**INSTRUCTIONS TO FOLLOW**
Return each line of the records below that contains the word "city", matching uppercase and lowercase exactly.

**INFORMATION SHOWN**
--------------------------------

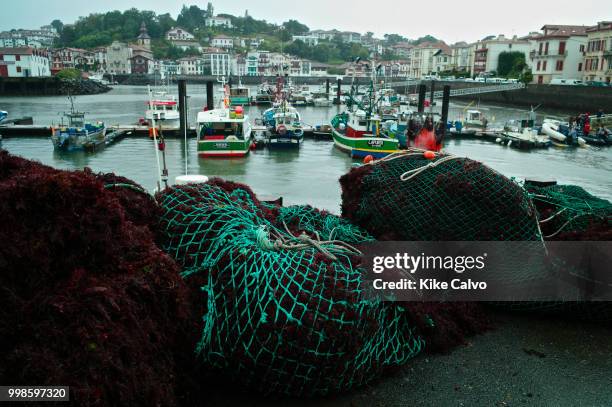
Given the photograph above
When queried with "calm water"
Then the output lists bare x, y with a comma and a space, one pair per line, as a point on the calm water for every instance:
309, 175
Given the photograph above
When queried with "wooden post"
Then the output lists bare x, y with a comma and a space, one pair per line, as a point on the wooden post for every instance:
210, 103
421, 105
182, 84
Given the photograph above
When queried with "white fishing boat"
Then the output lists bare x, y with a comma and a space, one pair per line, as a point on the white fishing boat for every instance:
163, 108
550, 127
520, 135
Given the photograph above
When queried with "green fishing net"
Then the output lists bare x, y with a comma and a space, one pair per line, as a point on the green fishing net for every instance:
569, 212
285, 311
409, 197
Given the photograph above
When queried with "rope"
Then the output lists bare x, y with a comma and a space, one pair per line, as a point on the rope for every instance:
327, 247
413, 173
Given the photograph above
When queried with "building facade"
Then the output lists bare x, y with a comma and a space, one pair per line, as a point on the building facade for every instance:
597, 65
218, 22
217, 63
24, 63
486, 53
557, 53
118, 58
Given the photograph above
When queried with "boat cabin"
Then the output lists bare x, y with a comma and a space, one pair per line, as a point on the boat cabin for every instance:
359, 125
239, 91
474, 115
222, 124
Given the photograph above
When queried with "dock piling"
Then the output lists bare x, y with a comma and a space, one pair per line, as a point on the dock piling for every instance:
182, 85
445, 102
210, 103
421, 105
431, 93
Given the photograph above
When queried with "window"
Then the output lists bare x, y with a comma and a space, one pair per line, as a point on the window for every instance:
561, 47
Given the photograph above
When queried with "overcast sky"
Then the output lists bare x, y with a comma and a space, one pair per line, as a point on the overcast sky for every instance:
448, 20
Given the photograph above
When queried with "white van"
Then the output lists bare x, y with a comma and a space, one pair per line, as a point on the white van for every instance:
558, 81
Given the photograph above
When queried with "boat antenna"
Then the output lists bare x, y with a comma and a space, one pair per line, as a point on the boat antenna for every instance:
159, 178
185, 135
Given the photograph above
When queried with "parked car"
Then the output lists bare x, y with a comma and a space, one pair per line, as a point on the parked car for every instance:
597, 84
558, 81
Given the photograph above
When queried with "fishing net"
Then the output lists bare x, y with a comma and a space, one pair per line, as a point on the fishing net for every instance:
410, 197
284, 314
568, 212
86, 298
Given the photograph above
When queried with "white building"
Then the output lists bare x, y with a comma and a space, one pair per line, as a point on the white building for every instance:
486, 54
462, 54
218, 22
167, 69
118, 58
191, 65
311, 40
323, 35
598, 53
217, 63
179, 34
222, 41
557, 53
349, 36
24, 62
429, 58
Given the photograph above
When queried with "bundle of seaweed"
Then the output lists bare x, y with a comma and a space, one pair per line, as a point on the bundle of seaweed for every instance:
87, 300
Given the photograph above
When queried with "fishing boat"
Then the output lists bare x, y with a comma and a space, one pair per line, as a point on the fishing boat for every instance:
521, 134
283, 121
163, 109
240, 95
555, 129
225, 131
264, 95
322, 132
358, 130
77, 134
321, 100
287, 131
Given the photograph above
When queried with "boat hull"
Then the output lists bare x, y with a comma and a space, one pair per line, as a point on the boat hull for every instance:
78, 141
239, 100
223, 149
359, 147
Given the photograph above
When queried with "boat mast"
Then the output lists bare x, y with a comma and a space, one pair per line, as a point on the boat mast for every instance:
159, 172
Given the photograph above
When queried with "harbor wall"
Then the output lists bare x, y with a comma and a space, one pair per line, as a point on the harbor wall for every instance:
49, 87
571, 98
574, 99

--------------------------------

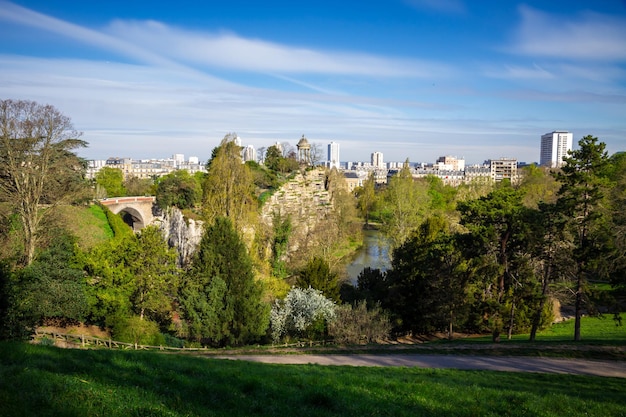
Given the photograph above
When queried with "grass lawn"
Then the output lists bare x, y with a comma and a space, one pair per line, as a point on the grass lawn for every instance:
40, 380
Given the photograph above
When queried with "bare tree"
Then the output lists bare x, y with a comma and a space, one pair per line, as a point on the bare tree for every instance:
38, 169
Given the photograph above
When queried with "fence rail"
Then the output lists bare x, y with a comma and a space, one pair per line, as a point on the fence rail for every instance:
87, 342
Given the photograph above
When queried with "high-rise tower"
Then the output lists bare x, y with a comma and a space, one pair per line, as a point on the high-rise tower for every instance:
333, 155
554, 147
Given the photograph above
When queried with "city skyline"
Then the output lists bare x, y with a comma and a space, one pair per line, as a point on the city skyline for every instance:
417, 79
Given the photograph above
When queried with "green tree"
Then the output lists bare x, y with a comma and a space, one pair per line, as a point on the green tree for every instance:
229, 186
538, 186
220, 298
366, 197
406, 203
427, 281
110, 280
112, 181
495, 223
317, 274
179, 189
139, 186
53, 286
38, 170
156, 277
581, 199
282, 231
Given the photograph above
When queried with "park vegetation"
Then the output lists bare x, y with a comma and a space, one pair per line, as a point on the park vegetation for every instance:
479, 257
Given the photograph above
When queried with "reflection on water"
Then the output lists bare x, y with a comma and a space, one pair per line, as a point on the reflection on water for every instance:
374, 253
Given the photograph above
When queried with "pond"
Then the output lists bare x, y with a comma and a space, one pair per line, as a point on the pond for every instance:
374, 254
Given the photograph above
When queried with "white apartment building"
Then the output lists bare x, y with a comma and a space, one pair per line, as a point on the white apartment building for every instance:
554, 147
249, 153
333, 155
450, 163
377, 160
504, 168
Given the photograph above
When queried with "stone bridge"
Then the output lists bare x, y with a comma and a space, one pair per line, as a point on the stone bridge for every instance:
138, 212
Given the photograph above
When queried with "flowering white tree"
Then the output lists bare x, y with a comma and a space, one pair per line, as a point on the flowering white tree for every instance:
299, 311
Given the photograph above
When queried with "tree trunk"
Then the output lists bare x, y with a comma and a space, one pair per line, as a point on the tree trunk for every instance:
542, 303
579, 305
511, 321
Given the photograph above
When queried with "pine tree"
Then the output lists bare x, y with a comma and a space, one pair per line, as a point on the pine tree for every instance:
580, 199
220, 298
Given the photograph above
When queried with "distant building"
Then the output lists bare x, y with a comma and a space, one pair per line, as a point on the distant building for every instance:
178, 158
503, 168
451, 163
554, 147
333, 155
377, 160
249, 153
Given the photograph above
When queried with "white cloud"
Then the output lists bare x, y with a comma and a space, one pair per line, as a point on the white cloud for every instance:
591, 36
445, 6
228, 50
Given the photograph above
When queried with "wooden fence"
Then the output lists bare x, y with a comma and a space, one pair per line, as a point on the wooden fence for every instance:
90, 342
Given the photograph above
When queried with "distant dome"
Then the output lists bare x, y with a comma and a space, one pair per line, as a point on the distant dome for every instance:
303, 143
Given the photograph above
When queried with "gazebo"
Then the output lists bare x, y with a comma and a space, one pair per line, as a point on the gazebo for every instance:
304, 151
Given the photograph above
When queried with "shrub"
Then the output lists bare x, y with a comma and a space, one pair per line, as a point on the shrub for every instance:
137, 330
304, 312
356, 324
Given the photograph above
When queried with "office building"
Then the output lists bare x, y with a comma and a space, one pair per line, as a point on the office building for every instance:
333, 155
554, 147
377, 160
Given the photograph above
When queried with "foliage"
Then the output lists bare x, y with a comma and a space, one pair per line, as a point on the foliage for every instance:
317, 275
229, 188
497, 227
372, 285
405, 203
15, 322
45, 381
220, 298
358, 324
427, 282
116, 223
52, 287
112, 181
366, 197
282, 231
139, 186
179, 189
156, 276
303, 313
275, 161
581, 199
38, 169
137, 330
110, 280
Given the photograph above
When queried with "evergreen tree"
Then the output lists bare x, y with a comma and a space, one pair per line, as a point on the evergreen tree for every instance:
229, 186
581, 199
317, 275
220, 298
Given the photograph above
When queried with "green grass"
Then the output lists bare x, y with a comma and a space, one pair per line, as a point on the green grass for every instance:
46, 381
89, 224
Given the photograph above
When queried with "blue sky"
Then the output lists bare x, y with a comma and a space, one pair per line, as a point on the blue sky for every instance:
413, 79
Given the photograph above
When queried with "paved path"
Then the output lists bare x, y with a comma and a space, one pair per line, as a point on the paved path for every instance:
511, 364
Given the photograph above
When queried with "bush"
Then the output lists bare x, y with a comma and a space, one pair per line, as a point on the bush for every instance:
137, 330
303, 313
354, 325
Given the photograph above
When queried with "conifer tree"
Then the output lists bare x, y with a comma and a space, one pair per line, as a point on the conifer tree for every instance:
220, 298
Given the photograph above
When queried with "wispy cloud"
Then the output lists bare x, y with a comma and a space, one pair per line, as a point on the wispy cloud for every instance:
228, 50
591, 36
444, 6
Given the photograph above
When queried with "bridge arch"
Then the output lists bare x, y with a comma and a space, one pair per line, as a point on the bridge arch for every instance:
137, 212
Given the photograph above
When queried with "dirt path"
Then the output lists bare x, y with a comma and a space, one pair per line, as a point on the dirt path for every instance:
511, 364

--------------------------------

**EXERCISE RESULT**
When queried with "city skyline"
Then the output lists bare x, y with a comma and a space, one pair per line, as a point on the city skyline for every instance:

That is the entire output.